PROBLEM 1: Can you output the full passage on the Thaw in Moscow word for word, without the listing?

TEXT TO READ:
◇ ◇ ◇ ◇ ◇ ◇ ◇

In the late 1950s and early 1960s, de-Stalinization from below began to develop a momentum of its own in Moscow and a few other cultural centers of Russia. These informal educated groups and networks in Moscow generated a new phenomenon unthinkable under Stalinism: samizdat , the unofficial alternative system of information exchange and culturalintellectual interaction, free from state censorship. The Moscow branches of the “creative unions” of writers and artists—those Stalinist guilds created to corrupt and control the creative elites—became engines of cultural liberalization during the Thaw. There was a process of “rejuvenation” of these associations with the advent of younger cohorts of writers, poets, painters, and sculptors who sought to express “the truth” about the war, Stalinism, and everyday Soviet life and its meaning. The dominant direction of cultural and literary self-expression was modernist: young creative people took revolutionary experimental art as well as contemporary Western art as their models. 10

The time between the spring of 1960 and December 1962 produced the “second Thaw” with its soaring hopes for liberalization among the Moscow cultural, intellectual, and scientific elites. A number of events created a synergistic effect: the spontaneous demonstrations after the space flight of Yuri Gagarin; the Cuban revolution and the surge of “revolutionary romanticism” with regard to the Third World, the adoption of the party’s new program of “construction of communism” by 1960, and Khrushchev’s second attack on Stalin at the 22nd Party Congress. All this took place against the background of an unprecedented expansion of the institutions of higher education, culture, and science; the peak of public faith in the scientific-technical revolution; and the rapid expansion of middle-class professional groups. The values of those groups, in contrast to the middle-class values of late Stalinism, focused not only on material well-being, but also on intellectual and cultural emancipation from the authoritarian controls. Publications in literary journals, popular scientific journals, and “investigative” newspapers, such as Novy Mir , Nauka i Zhizn’ ( Science and Life ), and Izvestiya , created the new phenomenon of a nation-wide, educated readership whose minds, souls, hearts, and ultimately civic loyalty belonged not to the party-state leadership, but to the intelligentsia. The notion of intelligentsia was a contested one, with different people imparting different meanings to it. Traditionally in Russia, however, this notion meant individual social responsibility, autonomy from the repressive authoritarian regime, and searching for the moral meaning of life. 11The phenomenal popularity of poet Yevgeny Yevtushenko, writer Vassily Aksyonov, and bard Bulat Okudzhava, among many others, signified the reemergence of a collective identity familiar from history (the Russian intelligentsia) with a new mass following among the Soviet-era professional educated middle classes.

◇ ◇ ◇ ◇ ◇ ◇ ◇

DATA EXTRACT:
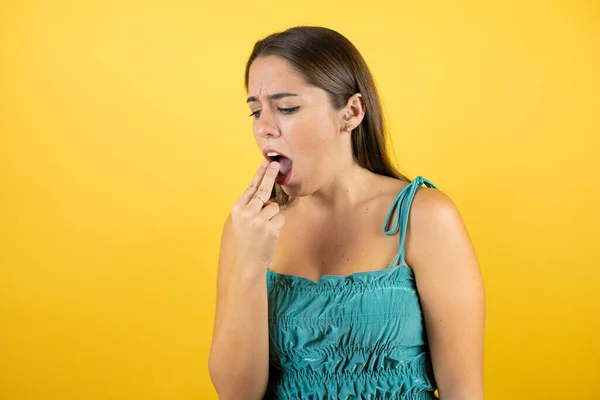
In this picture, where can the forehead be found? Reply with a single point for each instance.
(273, 74)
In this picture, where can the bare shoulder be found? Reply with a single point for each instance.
(437, 235)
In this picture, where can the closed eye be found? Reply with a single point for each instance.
(256, 114)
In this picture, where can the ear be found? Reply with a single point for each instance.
(353, 113)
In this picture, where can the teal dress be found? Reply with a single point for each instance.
(360, 336)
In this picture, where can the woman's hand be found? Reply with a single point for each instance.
(257, 223)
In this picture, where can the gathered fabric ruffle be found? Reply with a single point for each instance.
(355, 337)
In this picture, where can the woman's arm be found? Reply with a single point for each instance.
(451, 291)
(239, 354)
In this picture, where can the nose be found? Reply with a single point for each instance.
(266, 124)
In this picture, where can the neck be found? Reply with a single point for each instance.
(347, 188)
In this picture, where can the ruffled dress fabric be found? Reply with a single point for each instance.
(351, 337)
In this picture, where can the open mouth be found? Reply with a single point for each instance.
(285, 166)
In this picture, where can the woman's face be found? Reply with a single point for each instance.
(296, 120)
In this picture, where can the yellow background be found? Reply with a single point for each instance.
(124, 141)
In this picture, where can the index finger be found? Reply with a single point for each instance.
(254, 185)
(266, 185)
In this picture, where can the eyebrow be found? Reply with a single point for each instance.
(275, 96)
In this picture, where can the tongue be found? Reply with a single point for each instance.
(285, 165)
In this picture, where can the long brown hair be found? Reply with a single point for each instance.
(328, 60)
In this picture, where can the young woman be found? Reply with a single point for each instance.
(339, 278)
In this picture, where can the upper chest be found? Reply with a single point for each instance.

◇ ◇ ◇ ◇ ◇ ◇ ◇

PROBLEM 2: Can you return, word for word, the stretch of the listing from the line containing "In this picture, where can the index" through the end of the listing, and nothing else?

EXPECTED ANSWER 1:
In the late 1950s and early 1960s, de-Stalinization from below began to develop a momentum of its own in Moscow and a few other cultural centers of Russia. These informal educated groups and networks in Moscow generated a new phenomenon unthinkable under Stalinism: samizdat , the unofficial alternative system of information exchange and culturalintellectual interaction, free from state censorship. The Moscow branches of the “creative unions” of writers and artists—those Stalinist guilds created to corrupt and control the creative elites—became engines of cultural liberalization during the Thaw. There was a process of “rejuvenation” of these associations with the advent of younger cohorts of writers, poets, painters, and sculptors who sought to express “the truth” about the war, Stalinism, and everyday Soviet life and its meaning. The dominant direction of cultural and literary self-expression was modernist: young creative people took revolutionary experimental art as well as contemporary Western art as their models. 10

The time between the spring of 1960 and December 1962 produced the “second Thaw” with its soaring hopes for liberalization among the Moscow cultural, intellectual, and scientific elites. A number of events created a synergistic effect: the spontaneous demonstrations after the space flight of Yuri Gagarin; the Cuban revolution and the surge of “revolutionary romanticism” with regard to the Third World, the adoption of the party’s new program of “construction of communism” by 1960, and Khrushchev’s second attack on Stalin at the 22nd Party Congress. All this took place against the background of an unprecedented expansion of the institutions of higher education, culture, and science; the peak of public faith in the scientific-technical revolution; and the rapid expansion of middle-class professional groups. The values of those groups, in contrast to the middle-class values of late Stalinism, focused not only on material well-being, but also on intellectual and cultural emancipation from the authoritarian controls. Publications in literary journals, popular scientific journals, and “investigative” newspapers, such as Novy Mir , Nauka i Zhizn’ ( Science and Life ), and Izvestiya , created the new phenomenon of a nation-wide, educated readership whose minds, souls, hearts, and ultimately civic loyalty belonged not to the party-state leadership, but to the intelligentsia. The notion of intelligentsia was a contested one, with different people imparting different meanings to it. Traditionally in Russia, however, this notion meant individual social responsibility, autonomy from the repressive authoritarian regime, and searching for the moral meaning of life. 11The phenomenal popularity of poet Yevgeny Yevtushenko, writer Vassily Aksyonov, and bard Bulat Okudzhava, among many others, signified the reemergence of a collective identity familiar from history (the Russian intelligentsia) with a new mass following among the Soviet-era professional educated middle classes.

EXPECTED ANSWER 2:
In this picture, where can the index finger be found? Reply with a single point for each instance.
(254, 185)
(266, 185)
In this picture, where can the eyebrow be found? Reply with a single point for each instance.
(275, 96)
In this picture, where can the tongue be found? Reply with a single point for each instance.
(285, 165)
In this picture, where can the long brown hair be found? Reply with a single point for each instance.
(328, 60)
In this picture, where can the young woman be found? Reply with a single point for each instance.
(339, 278)
In this picture, where can the upper chest be found? Reply with a single point for each instance.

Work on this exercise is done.